» **WHAT TO WORK ON**: Reproduce the entries exactly, but keep the pictures out of the copy.
*** INFORMATION Section Begins ***
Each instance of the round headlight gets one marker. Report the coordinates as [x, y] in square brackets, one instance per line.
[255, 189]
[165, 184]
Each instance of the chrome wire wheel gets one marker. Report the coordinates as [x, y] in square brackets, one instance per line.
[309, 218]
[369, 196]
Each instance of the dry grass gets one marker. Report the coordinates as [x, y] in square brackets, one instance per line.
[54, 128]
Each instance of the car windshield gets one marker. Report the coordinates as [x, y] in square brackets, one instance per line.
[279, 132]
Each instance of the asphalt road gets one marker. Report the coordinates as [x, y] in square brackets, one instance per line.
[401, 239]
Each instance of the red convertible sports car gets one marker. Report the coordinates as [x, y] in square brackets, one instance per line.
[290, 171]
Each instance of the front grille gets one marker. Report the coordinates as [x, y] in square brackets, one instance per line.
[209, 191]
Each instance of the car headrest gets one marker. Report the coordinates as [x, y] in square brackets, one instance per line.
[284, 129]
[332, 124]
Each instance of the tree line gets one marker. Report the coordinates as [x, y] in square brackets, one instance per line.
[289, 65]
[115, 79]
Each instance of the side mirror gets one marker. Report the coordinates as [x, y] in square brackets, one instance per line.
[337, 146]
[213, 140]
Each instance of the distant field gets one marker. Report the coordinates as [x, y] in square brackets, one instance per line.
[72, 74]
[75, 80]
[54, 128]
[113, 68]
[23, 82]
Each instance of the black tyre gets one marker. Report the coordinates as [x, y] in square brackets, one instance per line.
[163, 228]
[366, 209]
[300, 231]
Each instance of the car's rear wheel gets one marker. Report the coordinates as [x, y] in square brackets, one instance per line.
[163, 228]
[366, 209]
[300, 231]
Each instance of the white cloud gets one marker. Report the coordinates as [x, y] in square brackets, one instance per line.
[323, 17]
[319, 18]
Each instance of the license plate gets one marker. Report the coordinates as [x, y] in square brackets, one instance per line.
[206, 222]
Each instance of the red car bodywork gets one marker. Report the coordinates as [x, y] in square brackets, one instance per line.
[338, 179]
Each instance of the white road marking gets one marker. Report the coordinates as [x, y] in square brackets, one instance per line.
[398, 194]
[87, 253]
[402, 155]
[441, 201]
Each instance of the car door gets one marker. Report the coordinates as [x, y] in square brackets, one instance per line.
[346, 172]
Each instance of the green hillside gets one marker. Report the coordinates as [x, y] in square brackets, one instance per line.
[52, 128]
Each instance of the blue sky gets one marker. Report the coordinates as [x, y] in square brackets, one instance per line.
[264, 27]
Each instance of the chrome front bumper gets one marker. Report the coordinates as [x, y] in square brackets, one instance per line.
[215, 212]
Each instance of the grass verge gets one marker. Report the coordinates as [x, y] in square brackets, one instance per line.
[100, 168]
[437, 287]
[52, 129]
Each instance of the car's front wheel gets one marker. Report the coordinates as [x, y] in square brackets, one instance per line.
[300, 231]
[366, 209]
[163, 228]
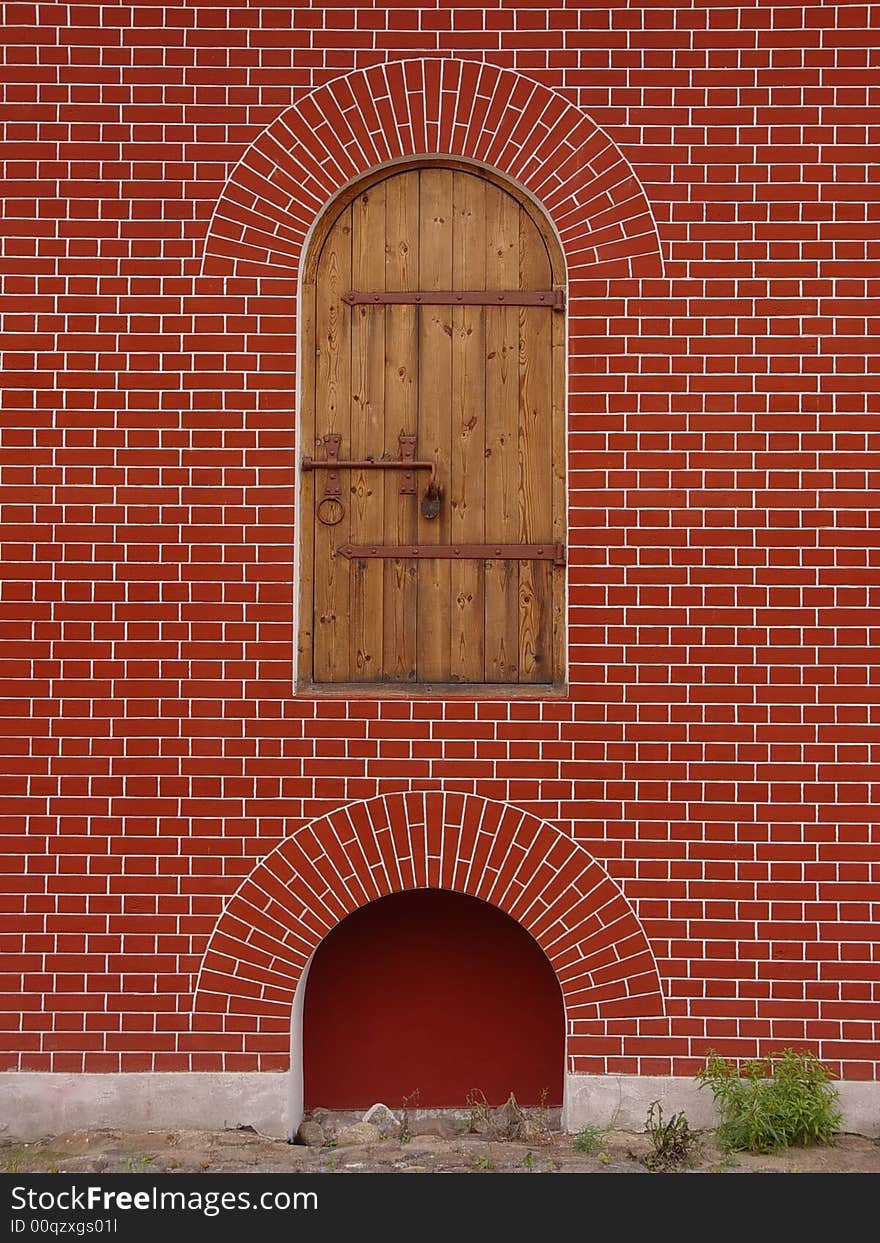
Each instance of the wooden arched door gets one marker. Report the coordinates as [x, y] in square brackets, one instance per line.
[434, 366]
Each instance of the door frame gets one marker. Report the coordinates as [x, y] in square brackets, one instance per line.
[305, 397]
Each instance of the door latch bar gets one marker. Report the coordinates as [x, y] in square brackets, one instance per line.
[552, 552]
[331, 499]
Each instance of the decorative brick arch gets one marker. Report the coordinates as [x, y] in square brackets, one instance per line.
[433, 107]
[330, 868]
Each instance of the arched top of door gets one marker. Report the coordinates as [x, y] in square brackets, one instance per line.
[349, 193]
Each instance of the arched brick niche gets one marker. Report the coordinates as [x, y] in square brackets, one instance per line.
[433, 107]
[330, 868]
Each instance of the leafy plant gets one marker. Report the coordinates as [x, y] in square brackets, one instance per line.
[773, 1103]
[588, 1139]
[674, 1141]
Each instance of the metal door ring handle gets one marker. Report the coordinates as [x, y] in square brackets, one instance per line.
[330, 500]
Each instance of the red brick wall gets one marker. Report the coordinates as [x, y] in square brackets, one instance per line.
[715, 752]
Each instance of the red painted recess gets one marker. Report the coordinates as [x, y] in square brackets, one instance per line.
[435, 992]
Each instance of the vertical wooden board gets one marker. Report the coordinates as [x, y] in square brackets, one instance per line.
[305, 510]
[332, 414]
[535, 499]
[466, 490]
[367, 495]
[502, 408]
[435, 403]
[402, 414]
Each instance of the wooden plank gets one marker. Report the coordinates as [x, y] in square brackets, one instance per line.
[502, 408]
[402, 414]
[368, 433]
[466, 489]
[332, 413]
[559, 469]
[535, 453]
[435, 402]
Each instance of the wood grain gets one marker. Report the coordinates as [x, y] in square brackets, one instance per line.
[466, 490]
[502, 409]
[368, 424]
[482, 388]
[400, 255]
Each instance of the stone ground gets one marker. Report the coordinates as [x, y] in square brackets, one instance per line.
[235, 1151]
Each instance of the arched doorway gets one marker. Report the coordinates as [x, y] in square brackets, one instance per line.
[434, 992]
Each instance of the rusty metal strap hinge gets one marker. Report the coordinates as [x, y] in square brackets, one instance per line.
[552, 298]
[553, 552]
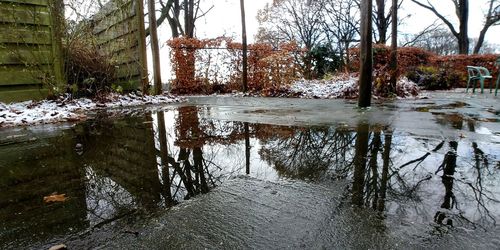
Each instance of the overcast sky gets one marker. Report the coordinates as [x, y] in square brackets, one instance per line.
[224, 19]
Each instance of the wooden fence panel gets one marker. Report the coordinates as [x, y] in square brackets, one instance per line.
[30, 48]
[118, 28]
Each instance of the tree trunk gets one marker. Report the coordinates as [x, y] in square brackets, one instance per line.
[381, 22]
[394, 48]
[366, 64]
[155, 49]
[244, 42]
[463, 37]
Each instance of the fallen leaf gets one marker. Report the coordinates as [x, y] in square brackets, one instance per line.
[55, 198]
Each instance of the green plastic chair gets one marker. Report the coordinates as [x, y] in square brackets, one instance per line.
[478, 74]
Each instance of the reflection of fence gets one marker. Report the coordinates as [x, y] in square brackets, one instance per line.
[214, 65]
[30, 48]
[120, 34]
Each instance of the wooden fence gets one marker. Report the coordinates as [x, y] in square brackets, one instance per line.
[120, 34]
[30, 49]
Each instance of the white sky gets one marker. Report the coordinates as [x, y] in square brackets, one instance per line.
[224, 19]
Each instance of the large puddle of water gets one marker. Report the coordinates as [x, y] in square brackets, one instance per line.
[111, 168]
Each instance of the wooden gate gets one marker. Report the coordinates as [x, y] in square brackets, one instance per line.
[30, 49]
[120, 34]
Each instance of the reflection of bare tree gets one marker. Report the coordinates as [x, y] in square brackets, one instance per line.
[189, 174]
[361, 151]
[448, 167]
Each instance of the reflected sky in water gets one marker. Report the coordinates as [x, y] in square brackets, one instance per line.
[142, 163]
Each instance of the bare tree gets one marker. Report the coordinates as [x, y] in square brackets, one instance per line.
[295, 20]
[244, 43]
[341, 22]
[171, 11]
[492, 18]
[383, 20]
[366, 57]
[437, 40]
[394, 47]
[462, 12]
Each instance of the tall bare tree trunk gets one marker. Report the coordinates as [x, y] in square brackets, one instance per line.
[244, 42]
[463, 37]
[366, 64]
[155, 49]
[381, 22]
[394, 48]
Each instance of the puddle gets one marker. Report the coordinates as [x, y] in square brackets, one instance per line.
[453, 105]
[142, 163]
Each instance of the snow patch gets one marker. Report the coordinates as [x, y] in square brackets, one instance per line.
[66, 109]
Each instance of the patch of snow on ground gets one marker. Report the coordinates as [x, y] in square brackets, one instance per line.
[67, 110]
[325, 88]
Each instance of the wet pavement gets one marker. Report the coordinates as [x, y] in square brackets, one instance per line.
[224, 172]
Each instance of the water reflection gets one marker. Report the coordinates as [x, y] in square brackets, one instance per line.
[114, 167]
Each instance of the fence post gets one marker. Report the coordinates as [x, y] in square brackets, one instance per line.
[142, 46]
[57, 17]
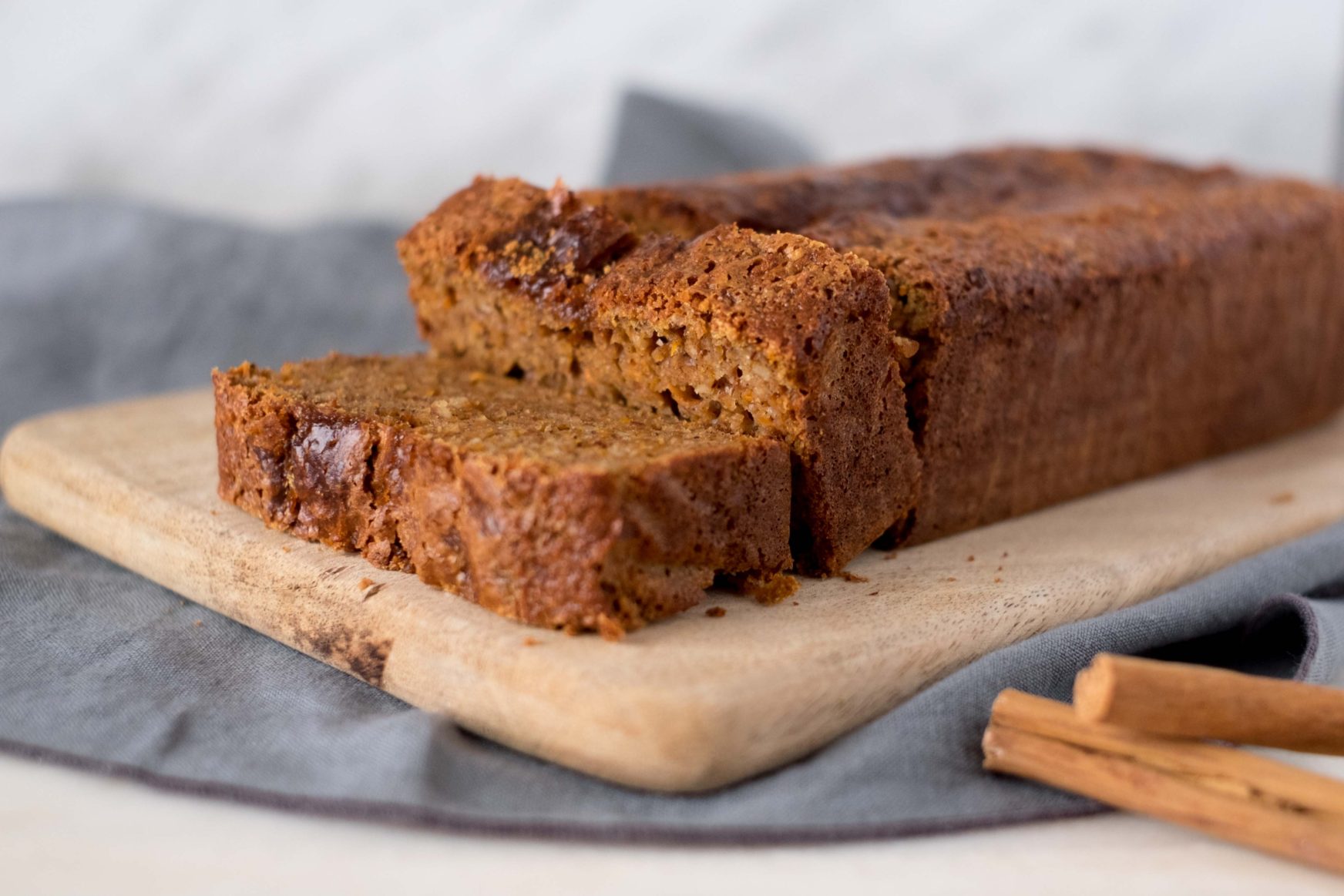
*** INFORMATION Section Ends ***
» **ANSWER TO THIS EXERCISE**:
Each instance of the round headlight gets one marker. Report the coordinates as [x, y] in square brackets, one instance per line.
[255, 189]
[165, 184]
Each instance of the chrome wire wheel gets one marker. Report the coordinates as [x, y] in square brackets, one instance per line.
[309, 218]
[369, 196]
Each instance of the dry grass gets one marker. Report the coordinates as [x, y] in square brackets, one instance per line.
[54, 128]
Each instance of the car windshield gets one marker. Report the coordinates as [x, y] in square brackets, one instance per line.
[279, 132]
Each instance of the asphalt road gets one marker. Report the coordinates as [x, y] in square brackets, one instance per line.
[401, 239]
Each instance of the red convertible sports car gets one marker. Report the coordinates as [x, y] in square brackets, one instance per line.
[290, 171]
Each instance of the front grille gets one marker. Report the coordinates as [x, y] in square brackets, one instance per line.
[209, 191]
Each instance of the car headrest gets one marker. Report the coordinates as [x, y] in square brackets, one instance per line.
[284, 129]
[332, 124]
Each instance of the tree line gets one marker. Report the coordinates as [x, y] in square brackets, one instance per line.
[289, 65]
[115, 79]
Each instance of the side mirror gets one marker. Report the coordinates as [x, y] in square brackets, one instance per line.
[337, 146]
[213, 140]
Each instance of the distant field gets one marker. Report the coordinates as [x, y] in square brackets, one instance per line.
[72, 74]
[75, 80]
[54, 128]
[113, 68]
[23, 82]
Each instance of the black tyre gets one marker. Report the coordinates as [x, y] in square brackets, one instance per line.
[163, 228]
[366, 209]
[300, 231]
Each instance of the car's rear wheel gets one marker. Report the coordinates as [x, y] in square brackets, one instance per line.
[163, 228]
[366, 209]
[300, 231]
Each instance of the white cloud gets one marker. Report the coordinates as [x, y] in square brackets, one instance per line.
[323, 17]
[319, 18]
Each instance of the license plate gets one marker. Report the coordinates as [x, y] in square brackets, one instance per line.
[206, 222]
Each instance of the red car bodywork gets one marker. Report the coordinates as [x, y] in square brackets, one instance per line.
[338, 179]
Each instance of the white road marking gets one marker. Report the coordinates as [x, y] in square brackets, one instance per line.
[398, 194]
[87, 253]
[402, 155]
[441, 201]
Each instance of the car door gets one marker. Report the coordinates as [x, y] in square brackets, one instance per line.
[346, 172]
Each instance of the green hillside gets one marker. Report the coordinates as [x, y] in square brackets, one instance per line.
[52, 128]
Each instance of the blue sky gets one marker. Report the coordinates as [x, y] in square brackets, one instance per line.
[264, 27]
Each instance of the chrome front bumper gets one marker. Report the coordinates as [x, y] in square brackets, one instance per line.
[215, 212]
Each instance of the grass verge gets one marker. Report the coordinates as [x, y] in square brackets, one instance per line.
[100, 168]
[437, 287]
[52, 129]
Each instance of the car's front wheel gets one marker. Report the coordinates as [x, y] in square brackets, one instance per line.
[300, 231]
[366, 209]
[163, 228]
Each instance of the wooden arched door gets one marker. Report the coordinates as [x, y] in square brackets, one instance per line.
[434, 366]
Each instance of the door frame gets one marker. Report the coordinates as [x, y] in square brackets, one instance per line.
[305, 397]
Each instance of the door latch bar gets one marker. Report the coordinates as [x, y] in square brackets, one instance per line.
[552, 552]
[331, 499]
Each instance of the decorative brick arch gets one marker. Report the coordinates as [x, y] in square brackets, one instance per line.
[433, 107]
[330, 868]
Each instance of the arched top of door gets one marker. Report the coordinates as [x, y] in square brackets, one instance per line.
[349, 193]
Each instance of the arched brick niche gets one marker. Report the coordinates as [x, y] in square brackets, one instance per line.
[433, 107]
[330, 868]
Each instance of the leafy plant gets one marker. Report the coordinates as [x, y] in square brackets, one instance per line.
[773, 1103]
[588, 1139]
[674, 1141]
Each instance of the metal door ring handle gets one marker. Report the coordinates as [x, y] in square brackets, one instance per line.
[330, 500]
Each instance of the red brick wall gets one marker. Report the coordinates as [x, y] in square brackets, one instance per line.
[715, 752]
Each instance of the red painted recess gets one marker. Report the coordinates as [x, y] in square brackets, one instance per line.
[435, 992]
Each instance of the vertical wooden board gets one marker. Report the coordinates as [x, y] in square brackets, one instance per line.
[305, 510]
[332, 414]
[535, 499]
[466, 490]
[367, 495]
[502, 408]
[435, 403]
[402, 414]
Each instance of the wooden plank gets one marker. Report the coordinates as [x, y] in square brackets, one instance per line.
[502, 408]
[402, 414]
[368, 433]
[466, 489]
[332, 413]
[559, 469]
[535, 453]
[435, 402]
Each instance of the wood grain gets one marker. Report the coordinates as [x, y] in square brackets, one instance per line.
[466, 490]
[502, 409]
[368, 424]
[482, 388]
[400, 255]
Each instance of the stone ground gets one marker. Report the coordinates as [x, y] in square brackets, one instance per line.
[235, 1151]
Each instance of the arched doorway gets one marker. Report the coordinates as [x, y] in square brackets, one instance per line.
[434, 992]
Each instance of the rusty metal strap hinge gets one marker. Report the coordinates as [x, y] in square brackets, one instance per line.
[552, 298]
[553, 552]
Each instance of the overcast sky gets one marker. Report the coordinates as [x, y] in square brackets, one instance per line.
[224, 19]
Each instance of the wooden fence panel gets one marker. Report the coordinates as [x, y] in square brackets, one instance per line.
[30, 48]
[118, 28]
Each instance of the tree trunk gets one marker. Report the coordinates as [x, y] in square brackets, one instance per line.
[381, 22]
[394, 48]
[366, 64]
[155, 49]
[244, 42]
[463, 37]
Each instance of the fallen leaf gets one marker. Report the coordinates as [x, y] in square brackets, one instance per line.
[55, 198]
Each instance of the green plastic chair gets one marker. Report the coordinates as [x, y] in square brackets, one instance per line.
[478, 74]
Each instance of the reflection of fence gets one marker. Report the coordinates as [x, y] in square brackets, one instance per line.
[214, 65]
[30, 48]
[120, 34]
Each instance of the wooden fence gets one marker. Report the coordinates as [x, y] in square brackets, one instance per line.
[120, 34]
[30, 49]
Each instance of the white sky gets one marker. Report the coordinates as [x, y] in square brackets, one instance per line.
[224, 19]
Each instance of the large puddle of water gets one marker. Report the coordinates as [x, y] in square brackets, one instance per line.
[111, 168]
Each instance of the wooden gate gets one marker. Report the coordinates as [x, y] in square brackets, one instance per line.
[30, 49]
[120, 34]
Each instance of the reflection of bare tree gets one marker. Report the coordinates as [x, y] in square brackets, one instance per line.
[189, 174]
[361, 151]
[448, 167]
Each instance of the reflected sky in water gets one marker. Report the coordinates as [x, y] in square brackets, one instance per line.
[142, 163]
Each instance of the bare tree gets one marker. Report the coordinates as [x, y] in square brackets, one instance per line.
[295, 20]
[244, 43]
[341, 22]
[171, 11]
[492, 18]
[383, 20]
[366, 57]
[437, 40]
[394, 47]
[462, 12]
Each instance of the tall bare tree trunk gets one marker. Report the coordinates as [x, y] in square brackets, one instance per line.
[244, 42]
[463, 37]
[366, 64]
[155, 49]
[381, 22]
[394, 48]
Each instance of the puddle gets one marker. Report the coordinates as [x, y] in square brackets, one instance per line.
[453, 105]
[142, 163]
Each instance of the snow patch gets one marker. Report the coordinates as [x, y] in square brackets, one instance per line.
[66, 109]
Each instance of the patch of snow on ground gets one marker. Report the coordinates as [x, y] in square brackets, one instance per line.
[67, 110]
[325, 88]
Each instance of the wet pavement gets one marker. Report the coordinates as [x, y] in square brackets, one instance per line.
[224, 172]
Each instance of the water reflection gets one marker. Report the coordinates as [x, y] in square brackets, one instance per line.
[114, 167]
Each instance of the fence post gets one marker. Report the coordinates as [x, y] in square brackets, one instance per line.
[142, 46]
[57, 17]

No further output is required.